Exercise directions: Present the data once more in exactly its original form.

Extracted information Start Marker

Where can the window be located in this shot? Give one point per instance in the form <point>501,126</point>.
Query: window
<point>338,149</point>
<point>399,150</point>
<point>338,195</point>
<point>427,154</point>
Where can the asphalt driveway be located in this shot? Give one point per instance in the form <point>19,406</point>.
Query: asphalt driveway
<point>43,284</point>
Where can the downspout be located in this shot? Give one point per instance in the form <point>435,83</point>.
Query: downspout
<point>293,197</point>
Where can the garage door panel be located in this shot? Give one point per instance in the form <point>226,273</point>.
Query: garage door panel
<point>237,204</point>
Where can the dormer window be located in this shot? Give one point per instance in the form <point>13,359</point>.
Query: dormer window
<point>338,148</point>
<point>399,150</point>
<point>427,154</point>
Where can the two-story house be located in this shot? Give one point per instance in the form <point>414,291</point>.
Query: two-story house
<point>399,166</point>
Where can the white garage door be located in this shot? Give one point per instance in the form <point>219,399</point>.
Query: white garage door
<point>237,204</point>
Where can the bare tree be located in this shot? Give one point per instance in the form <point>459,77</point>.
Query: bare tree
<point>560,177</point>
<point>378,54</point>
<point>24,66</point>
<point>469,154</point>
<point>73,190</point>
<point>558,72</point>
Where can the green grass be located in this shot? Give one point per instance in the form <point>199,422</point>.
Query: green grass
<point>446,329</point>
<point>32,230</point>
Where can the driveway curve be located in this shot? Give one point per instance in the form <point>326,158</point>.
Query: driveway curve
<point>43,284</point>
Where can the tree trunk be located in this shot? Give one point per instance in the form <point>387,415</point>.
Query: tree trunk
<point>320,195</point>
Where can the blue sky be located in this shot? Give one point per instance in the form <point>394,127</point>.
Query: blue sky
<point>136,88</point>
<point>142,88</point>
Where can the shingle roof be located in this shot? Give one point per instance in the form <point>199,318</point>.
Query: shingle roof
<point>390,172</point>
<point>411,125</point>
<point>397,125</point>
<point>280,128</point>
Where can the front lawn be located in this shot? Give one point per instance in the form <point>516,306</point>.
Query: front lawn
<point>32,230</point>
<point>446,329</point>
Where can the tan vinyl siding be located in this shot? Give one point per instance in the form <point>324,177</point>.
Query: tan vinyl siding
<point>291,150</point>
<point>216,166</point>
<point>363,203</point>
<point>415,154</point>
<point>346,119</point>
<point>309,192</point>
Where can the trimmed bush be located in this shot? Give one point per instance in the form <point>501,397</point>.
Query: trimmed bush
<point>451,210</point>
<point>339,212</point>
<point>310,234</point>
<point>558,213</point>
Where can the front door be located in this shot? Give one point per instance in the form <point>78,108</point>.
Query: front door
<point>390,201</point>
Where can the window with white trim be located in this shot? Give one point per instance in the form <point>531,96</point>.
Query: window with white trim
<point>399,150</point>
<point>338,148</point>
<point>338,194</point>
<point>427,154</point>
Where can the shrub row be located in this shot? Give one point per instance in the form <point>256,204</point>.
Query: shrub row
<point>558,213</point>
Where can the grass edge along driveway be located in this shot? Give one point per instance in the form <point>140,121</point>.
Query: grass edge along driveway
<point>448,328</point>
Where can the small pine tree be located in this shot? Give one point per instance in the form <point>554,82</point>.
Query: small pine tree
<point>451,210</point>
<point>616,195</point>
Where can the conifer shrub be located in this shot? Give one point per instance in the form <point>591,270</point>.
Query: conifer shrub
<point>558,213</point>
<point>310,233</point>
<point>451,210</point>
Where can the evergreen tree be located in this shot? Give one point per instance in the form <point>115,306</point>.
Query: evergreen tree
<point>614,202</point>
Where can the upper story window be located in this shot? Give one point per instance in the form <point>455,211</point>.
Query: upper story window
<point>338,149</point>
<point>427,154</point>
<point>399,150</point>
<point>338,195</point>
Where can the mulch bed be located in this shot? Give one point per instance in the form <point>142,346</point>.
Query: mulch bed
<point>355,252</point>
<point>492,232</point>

Extracted information End Marker

Reply to the task:
Where can the window be located in this shot? Give one point per instance in the form <point>501,126</point>.
Query: window
<point>338,149</point>
<point>399,150</point>
<point>338,195</point>
<point>427,154</point>
Where can the asphalt driveway be located in this shot? Give one point per instance in the form <point>19,406</point>.
Query: asphalt driveway
<point>43,284</point>
Where can the downspout be located in this shot? Give one point per instance in the form <point>435,83</point>.
Query: downspout
<point>293,197</point>
Where can the garage door panel be located in this shot? Give one point per instance in the form <point>226,273</point>.
Query: garage door panel
<point>237,204</point>
Where can the dormer window be located in this shot? Give one point per instance in the form <point>13,359</point>.
Query: dormer window
<point>338,148</point>
<point>399,150</point>
<point>427,154</point>
Where can the two-story house be located in this shot? Give one point per instance in the form <point>414,291</point>.
Query: two-story house
<point>399,166</point>
Where can the white garage door be located in this shot? Give one point per instance in the form <point>219,399</point>.
Query: white garage door
<point>237,204</point>
Where can the bare tree be located in this shot? Give one point per instance in the form <point>459,77</point>.
Query: bare tree
<point>560,177</point>
<point>378,54</point>
<point>24,66</point>
<point>469,154</point>
<point>73,190</point>
<point>558,72</point>
Where can the green grass be located in this shot? Give one point per instance in the form <point>199,422</point>.
Query: green grass
<point>446,329</point>
<point>32,230</point>
Where can the driveway curve be located in this shot? Give one point per instance in the form <point>326,158</point>.
Query: driveway curve
<point>43,284</point>
Where can the tree trunk be located in this shot? Give one point per instance in the form <point>387,415</point>.
Query: tree trunk
<point>320,195</point>
Where can the blue sky be located in this shot? Give one point per instance in the form <point>394,127</point>.
Query: blue sky
<point>136,88</point>
<point>142,88</point>
Where can the shingle roof be located in this shot? Give one point per instance in the form <point>199,318</point>.
Query: shingle roof
<point>390,172</point>
<point>411,125</point>
<point>397,125</point>
<point>280,128</point>
Where can the front lawn be located in this shot? Give one point per instance in the form <point>516,306</point>.
Query: front lawn
<point>32,230</point>
<point>446,329</point>
Where can the tan vinyl siding be located in this shot? Give one point per instance in the form <point>324,177</point>.
Query: tan vinyl siding
<point>291,150</point>
<point>216,166</point>
<point>363,203</point>
<point>415,154</point>
<point>346,119</point>
<point>309,192</point>
Where can the trimmed bush be located in this shot? Give one point per instance in the form <point>501,397</point>.
Query: trimmed bush
<point>451,210</point>
<point>339,212</point>
<point>310,234</point>
<point>558,213</point>
Where can the front door be located in this shot? Give one point per instance in the form <point>78,108</point>.
Query: front door
<point>390,201</point>
Where can the window with white trim be located in this shot? Give one point per instance in the form <point>531,96</point>.
Query: window with white trim
<point>399,150</point>
<point>338,148</point>
<point>338,194</point>
<point>427,154</point>
Where can the shrub row be located in this shot? Give one point per instance in the form <point>256,204</point>.
Query: shrub row
<point>558,213</point>
Where can the grass edge along driveway be located in this shot? Give one point per instance in the form <point>140,121</point>.
Query: grass edge along driveway
<point>448,328</point>
Where can the small pine tree be located in this shot? Give one point per instance in the form <point>554,82</point>.
Query: small pine tree
<point>451,210</point>
<point>616,195</point>
Where can the conifer shrub be located in this shot? Give one point per instance in the form <point>591,270</point>.
Query: conifer shrub
<point>558,213</point>
<point>310,233</point>
<point>451,210</point>
Where can the evergreen tree be located in this shot? Give one point per instance in the form <point>115,306</point>.
Query: evergreen tree
<point>614,202</point>
Where can the upper story window be located in this shot? Give one point per instance in the form <point>455,211</point>.
Query: upper story window
<point>338,149</point>
<point>427,154</point>
<point>399,150</point>
<point>338,195</point>
Where can the mulch bed be located in this shot? Give one point per instance in the form <point>142,346</point>.
Query: mulch bed
<point>355,252</point>
<point>492,232</point>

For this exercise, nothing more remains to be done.